## [Texte à lire]
......

Le référé préventif

Le référé préventif

Contrairement à d’autres types de référés qui interviennent après la survenance du dommage, le référé préventif vise à agir avant que le préjudice ou le dommage ne se matérialise, particulièrement dans le cadre d’une opération de construction ou de travaux.

Il ne s’agit donc pas pour le juge de réparer un dommage, mais plutôt de le prévenir aux termes d’une mesure que l’on peut qualifier de « conservatoire ».

Qu’est-ce qu’un référé préventif ?

Le référé préventif est une procédure judiciaire permettant, avant le commencement d’une opération immobilière (construction d’un immeuble, extension, démolition), d’obtenir une expertise permettant de constater l’état des lieux avant cette opération. La mesure peut porter sur le lieu du chantier directement ou bien sur les lieux avoisinants.

Le référé préventif a ainsi pour but d’établir des preuves tangibles en cas d’éventuelles plaintes de désordres ou de dommages par les occupants des immeubles avoisinants.

La procédure de référé préventif aboutit en principe à la remise d’un rapport établi par l’expert judiciaire désigné par le tribunal.

......

## [Jeu de données]
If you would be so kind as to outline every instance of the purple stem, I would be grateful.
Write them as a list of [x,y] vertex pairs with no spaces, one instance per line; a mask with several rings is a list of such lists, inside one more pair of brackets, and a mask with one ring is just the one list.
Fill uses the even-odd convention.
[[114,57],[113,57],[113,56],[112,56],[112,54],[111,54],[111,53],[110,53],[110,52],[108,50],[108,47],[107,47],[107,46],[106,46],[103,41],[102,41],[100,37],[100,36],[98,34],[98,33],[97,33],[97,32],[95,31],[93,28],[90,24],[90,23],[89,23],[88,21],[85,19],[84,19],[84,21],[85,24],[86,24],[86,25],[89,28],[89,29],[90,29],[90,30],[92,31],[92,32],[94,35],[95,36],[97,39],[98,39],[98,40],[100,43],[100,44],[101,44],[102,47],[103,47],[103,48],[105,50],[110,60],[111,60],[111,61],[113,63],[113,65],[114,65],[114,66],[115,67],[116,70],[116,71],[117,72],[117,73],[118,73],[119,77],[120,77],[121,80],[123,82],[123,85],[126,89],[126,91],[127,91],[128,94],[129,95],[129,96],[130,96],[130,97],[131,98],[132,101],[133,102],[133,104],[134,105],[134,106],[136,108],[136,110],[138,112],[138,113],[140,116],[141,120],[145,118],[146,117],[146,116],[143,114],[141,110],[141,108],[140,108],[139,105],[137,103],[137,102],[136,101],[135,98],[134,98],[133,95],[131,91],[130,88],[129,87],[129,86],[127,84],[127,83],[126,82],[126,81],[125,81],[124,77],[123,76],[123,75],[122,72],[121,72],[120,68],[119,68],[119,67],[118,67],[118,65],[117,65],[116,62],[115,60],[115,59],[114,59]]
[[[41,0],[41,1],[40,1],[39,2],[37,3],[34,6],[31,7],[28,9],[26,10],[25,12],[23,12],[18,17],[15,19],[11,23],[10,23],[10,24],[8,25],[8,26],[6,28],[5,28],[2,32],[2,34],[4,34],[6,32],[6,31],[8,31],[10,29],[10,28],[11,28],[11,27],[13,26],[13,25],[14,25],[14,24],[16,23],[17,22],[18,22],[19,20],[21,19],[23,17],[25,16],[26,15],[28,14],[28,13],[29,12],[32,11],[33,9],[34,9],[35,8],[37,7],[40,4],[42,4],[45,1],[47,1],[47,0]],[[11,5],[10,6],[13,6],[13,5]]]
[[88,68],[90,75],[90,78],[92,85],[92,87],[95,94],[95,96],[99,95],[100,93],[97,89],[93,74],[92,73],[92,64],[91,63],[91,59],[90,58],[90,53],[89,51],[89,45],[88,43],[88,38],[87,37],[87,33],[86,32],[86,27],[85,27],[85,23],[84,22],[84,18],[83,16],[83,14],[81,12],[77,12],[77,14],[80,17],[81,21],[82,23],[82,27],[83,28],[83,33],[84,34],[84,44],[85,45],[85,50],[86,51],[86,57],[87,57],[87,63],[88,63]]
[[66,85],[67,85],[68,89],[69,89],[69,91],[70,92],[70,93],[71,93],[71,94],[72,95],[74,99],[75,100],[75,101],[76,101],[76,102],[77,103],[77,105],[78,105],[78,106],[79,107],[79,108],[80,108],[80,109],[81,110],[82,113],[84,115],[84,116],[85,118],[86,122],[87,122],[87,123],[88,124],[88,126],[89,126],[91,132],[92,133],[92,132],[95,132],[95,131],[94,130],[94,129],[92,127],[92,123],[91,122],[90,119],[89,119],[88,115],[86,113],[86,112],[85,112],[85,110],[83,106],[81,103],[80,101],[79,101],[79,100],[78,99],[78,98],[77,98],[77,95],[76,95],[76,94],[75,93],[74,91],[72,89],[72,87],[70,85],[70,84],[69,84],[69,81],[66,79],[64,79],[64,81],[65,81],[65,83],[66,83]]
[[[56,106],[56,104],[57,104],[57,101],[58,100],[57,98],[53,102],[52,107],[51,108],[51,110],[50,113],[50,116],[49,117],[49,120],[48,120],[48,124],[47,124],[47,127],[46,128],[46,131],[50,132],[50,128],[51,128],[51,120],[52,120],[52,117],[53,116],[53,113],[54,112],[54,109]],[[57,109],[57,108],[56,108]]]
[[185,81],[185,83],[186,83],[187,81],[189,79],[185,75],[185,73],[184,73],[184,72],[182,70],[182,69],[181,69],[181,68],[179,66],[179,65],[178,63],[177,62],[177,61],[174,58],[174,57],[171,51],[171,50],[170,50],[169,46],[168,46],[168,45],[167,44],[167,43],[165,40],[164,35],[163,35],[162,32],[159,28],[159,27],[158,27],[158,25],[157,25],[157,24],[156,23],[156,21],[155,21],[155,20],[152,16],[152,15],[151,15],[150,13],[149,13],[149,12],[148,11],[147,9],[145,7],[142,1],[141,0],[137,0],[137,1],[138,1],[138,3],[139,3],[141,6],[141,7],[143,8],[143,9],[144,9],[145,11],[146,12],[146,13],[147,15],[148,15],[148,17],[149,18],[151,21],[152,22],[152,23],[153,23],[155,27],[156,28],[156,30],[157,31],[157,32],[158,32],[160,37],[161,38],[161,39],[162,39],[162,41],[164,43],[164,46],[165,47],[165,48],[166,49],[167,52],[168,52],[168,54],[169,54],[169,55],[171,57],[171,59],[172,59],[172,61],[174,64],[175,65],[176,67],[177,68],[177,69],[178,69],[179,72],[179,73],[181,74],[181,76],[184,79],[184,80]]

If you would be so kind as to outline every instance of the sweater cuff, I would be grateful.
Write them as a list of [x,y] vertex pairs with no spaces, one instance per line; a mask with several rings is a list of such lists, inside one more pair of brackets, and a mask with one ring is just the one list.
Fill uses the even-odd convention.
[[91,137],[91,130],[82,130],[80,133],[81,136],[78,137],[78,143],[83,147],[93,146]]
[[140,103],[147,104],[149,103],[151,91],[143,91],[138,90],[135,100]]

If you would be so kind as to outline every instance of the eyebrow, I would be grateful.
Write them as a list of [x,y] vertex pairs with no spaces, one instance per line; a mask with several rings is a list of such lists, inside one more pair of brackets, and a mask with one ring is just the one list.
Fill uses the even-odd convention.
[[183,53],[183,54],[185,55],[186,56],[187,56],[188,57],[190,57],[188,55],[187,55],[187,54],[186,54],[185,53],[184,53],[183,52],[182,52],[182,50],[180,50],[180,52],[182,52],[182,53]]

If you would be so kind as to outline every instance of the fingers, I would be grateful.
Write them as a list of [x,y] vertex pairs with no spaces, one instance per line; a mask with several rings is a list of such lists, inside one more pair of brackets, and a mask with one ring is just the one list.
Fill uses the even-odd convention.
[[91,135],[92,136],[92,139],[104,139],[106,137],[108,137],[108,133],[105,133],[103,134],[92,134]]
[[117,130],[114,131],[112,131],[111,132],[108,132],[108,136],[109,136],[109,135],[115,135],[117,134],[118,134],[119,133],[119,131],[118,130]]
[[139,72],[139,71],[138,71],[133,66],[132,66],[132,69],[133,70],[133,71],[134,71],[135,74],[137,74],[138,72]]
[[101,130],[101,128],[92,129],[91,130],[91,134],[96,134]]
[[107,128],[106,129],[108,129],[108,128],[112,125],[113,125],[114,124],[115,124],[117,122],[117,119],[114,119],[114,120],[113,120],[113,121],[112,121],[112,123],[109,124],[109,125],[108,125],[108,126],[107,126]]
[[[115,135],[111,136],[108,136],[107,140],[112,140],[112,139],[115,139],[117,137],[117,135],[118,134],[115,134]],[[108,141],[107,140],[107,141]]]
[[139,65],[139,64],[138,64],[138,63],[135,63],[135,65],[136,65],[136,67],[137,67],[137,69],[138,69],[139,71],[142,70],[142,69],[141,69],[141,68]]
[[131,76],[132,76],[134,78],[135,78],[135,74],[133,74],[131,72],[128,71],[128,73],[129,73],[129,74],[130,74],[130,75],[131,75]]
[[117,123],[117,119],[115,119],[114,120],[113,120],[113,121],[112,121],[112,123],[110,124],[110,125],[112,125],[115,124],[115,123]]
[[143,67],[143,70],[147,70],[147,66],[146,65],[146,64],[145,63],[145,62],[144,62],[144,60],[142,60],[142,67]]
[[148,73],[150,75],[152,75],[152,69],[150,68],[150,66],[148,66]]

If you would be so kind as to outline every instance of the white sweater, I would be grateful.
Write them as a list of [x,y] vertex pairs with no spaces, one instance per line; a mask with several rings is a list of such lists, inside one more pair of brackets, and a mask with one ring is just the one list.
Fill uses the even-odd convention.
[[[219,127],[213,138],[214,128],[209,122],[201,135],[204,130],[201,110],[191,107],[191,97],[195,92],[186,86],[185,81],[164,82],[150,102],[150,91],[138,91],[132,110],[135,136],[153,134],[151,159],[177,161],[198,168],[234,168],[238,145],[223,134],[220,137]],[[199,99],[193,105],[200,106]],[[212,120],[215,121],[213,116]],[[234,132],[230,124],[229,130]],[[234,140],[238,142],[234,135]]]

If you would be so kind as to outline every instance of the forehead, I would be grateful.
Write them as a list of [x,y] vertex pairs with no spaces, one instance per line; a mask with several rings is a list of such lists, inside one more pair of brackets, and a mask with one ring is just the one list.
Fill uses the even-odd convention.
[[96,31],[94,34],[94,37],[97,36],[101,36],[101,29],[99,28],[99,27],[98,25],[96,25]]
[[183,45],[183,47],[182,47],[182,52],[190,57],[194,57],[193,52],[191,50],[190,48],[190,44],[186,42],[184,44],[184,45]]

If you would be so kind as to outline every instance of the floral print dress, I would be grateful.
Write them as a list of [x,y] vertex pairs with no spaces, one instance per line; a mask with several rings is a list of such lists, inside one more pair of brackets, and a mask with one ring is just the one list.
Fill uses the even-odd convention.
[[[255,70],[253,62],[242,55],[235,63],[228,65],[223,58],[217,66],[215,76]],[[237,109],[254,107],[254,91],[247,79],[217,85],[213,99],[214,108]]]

......

## [Consigne donnée]
Reproduisez à l'identique le passage du texte sur le référé préventif commençant à « Il ne s’agit » et se terminant à « des immeubles avoisinants. ». Les enregistrements proviennent d'une autre source.

## [Réponse finale]
Il ne s’agit donc pas pour le juge de réparer un dommage, mais plutôt de le prévenir aux termes d’une mesure que l’on peut qualifier de « conservatoire ».

Qu’est-ce qu’un référé préventif ?

Le référé préventif est une procédure judiciaire permettant, avant le commencement d’une opération immobilière (construction d’un immeuble, extension, démolition), d’obtenir une expertise permettant de constater l’état des lieux avant cette opération. La mesure peut porter sur le lieu du chantier directement ou bien sur les lieux avoisinants.

Le référé préventif a ainsi pour but d’établir des preuves tangibles en cas d’éventuelles plaintes de désordres ou de dommages par les occupants des immeubles avoisinants.